■ **Task instructions**:
[a] Answer these questions from the SyGra summary:
(i) What date does the SyGra summary list?
(ii) Which capability of the framework does it call particularly useful?
(iii) Where is the framework said to be open-sourced?
[b] Name every inference backend that the SyGra summary says the framework supports.
[c] Revise everything in the SyGra summary from "Implications" down to "open-source distribution channel.", replacing "expensive" with "costly".

SyGra: The One-Stop Framework for Building Data for LLMs and SLMs
read at source ↗ huggingface.co
SyGra: The One-Stop Framework for Building Data for LLMs and SLMs
Source: HuggingFace Date: 2025-09-22 URL: https://huggingface.co/blog/ServiceNow-AI/sygra-data-gen-framework
Summary
Library release: SyGra (ServiceNow AI), a low-code/no-code Python framework for LLM/SLM dataset creation and transformation. Addresses nine common data pipeline challenges: knowledge base to Q&A conversion, complex reasoning dataset generation, DPO preference pair creation, domain filtering, PDF/image-to-document conversion, cross-language translation, and quality filtering. Supports vLLM, TGI, Triton, and Ollama as inference backends. Open-sourced on GitHub with an arxiv paper.
Implications
Open-weights ecosystem health. A reusable data generation framework from ServiceNow AI lowers the barrier to building custom training datasets — the limiting factor for most domain-specific fine-tuning projects. The DPO preference pair generation capability is particularly useful, as creating pairwise preference data at scale has historically been expensive and manual.
HF as open-source ML hub. SyGra supporting TGI as a backend means HF’s inference infrastructure can serve as the generation engine for dataset pipelines — a useful integration that makes HF’s stack useful not just for model serving but also for dataset construction. ServiceNow AI publishing on HF blog continues the pattern of enterprise AI teams using HF as their open-source distribution channel.

[Data items]

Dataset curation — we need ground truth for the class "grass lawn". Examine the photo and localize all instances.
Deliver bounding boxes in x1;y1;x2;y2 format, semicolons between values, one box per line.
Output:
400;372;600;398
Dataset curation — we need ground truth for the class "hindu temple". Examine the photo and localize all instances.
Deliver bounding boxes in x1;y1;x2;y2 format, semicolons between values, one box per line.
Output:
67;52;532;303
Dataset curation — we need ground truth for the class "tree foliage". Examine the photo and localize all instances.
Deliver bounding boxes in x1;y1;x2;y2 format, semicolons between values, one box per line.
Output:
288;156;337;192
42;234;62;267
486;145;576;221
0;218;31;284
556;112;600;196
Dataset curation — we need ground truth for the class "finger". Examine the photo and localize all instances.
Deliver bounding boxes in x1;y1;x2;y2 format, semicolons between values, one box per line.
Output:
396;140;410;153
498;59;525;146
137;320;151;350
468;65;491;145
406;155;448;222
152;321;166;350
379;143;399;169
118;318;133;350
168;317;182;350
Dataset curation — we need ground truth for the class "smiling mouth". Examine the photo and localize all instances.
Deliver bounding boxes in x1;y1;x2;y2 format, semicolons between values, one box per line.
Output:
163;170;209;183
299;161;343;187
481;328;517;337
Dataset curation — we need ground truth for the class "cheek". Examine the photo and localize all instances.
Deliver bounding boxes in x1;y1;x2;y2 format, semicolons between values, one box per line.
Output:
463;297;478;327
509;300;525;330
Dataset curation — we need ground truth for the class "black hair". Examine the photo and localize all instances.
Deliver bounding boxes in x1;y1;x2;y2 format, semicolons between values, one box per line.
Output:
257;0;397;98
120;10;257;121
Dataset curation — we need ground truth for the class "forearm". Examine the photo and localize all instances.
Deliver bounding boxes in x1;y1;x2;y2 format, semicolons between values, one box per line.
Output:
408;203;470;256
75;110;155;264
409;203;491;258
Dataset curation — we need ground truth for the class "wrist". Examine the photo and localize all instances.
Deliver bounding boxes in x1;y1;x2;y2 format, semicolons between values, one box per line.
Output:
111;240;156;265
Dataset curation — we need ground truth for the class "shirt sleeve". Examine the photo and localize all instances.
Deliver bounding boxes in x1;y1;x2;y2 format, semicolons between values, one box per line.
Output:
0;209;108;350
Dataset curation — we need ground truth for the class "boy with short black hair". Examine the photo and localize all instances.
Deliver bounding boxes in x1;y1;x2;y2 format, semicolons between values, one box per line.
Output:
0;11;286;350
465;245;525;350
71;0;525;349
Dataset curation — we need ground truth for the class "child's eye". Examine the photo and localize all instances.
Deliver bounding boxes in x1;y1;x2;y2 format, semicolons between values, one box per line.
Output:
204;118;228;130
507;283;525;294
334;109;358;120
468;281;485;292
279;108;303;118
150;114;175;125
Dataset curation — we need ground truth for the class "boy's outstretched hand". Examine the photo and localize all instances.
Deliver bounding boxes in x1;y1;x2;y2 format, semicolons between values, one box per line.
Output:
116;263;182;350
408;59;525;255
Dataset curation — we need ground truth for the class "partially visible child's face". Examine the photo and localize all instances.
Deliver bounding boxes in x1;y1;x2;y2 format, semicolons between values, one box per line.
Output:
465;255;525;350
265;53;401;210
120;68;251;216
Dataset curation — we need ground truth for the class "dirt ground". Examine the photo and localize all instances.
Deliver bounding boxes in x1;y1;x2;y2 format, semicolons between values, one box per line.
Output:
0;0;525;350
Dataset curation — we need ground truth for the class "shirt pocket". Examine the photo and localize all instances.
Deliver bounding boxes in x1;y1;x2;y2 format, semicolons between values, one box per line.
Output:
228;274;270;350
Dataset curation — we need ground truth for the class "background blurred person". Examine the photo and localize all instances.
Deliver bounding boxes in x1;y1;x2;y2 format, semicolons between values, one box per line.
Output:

■ **Solutions to the tasks**:
[a]
(i) 2025-09-22
(ii) DPO preference pair generation
(iii) On GitHub

[b] vLLM, TGI, Triton, Ollama

[c]
Implications
Open-weights ecosystem health. A reusable data generation framework from ServiceNow AI lowers the barrier to building custom training datasets — the limiting factor for most domain-specific fine-tuning projects. The DPO preference pair generation capability is particularly useful, as creating pairwise preference data at scale has historically been costly and manual.
HF as open-source ML hub. SyGra supporting TGI as a backend means HF’s inference infrastructure can serve as the generation engine for dataset pipelines — a useful integration that makes HF’s stack useful not just for model serving but also for dataset construction. ServiceNow AI publishing on HF blog continues the pattern of enterprise AI teams using HF as their open-source distribution channel.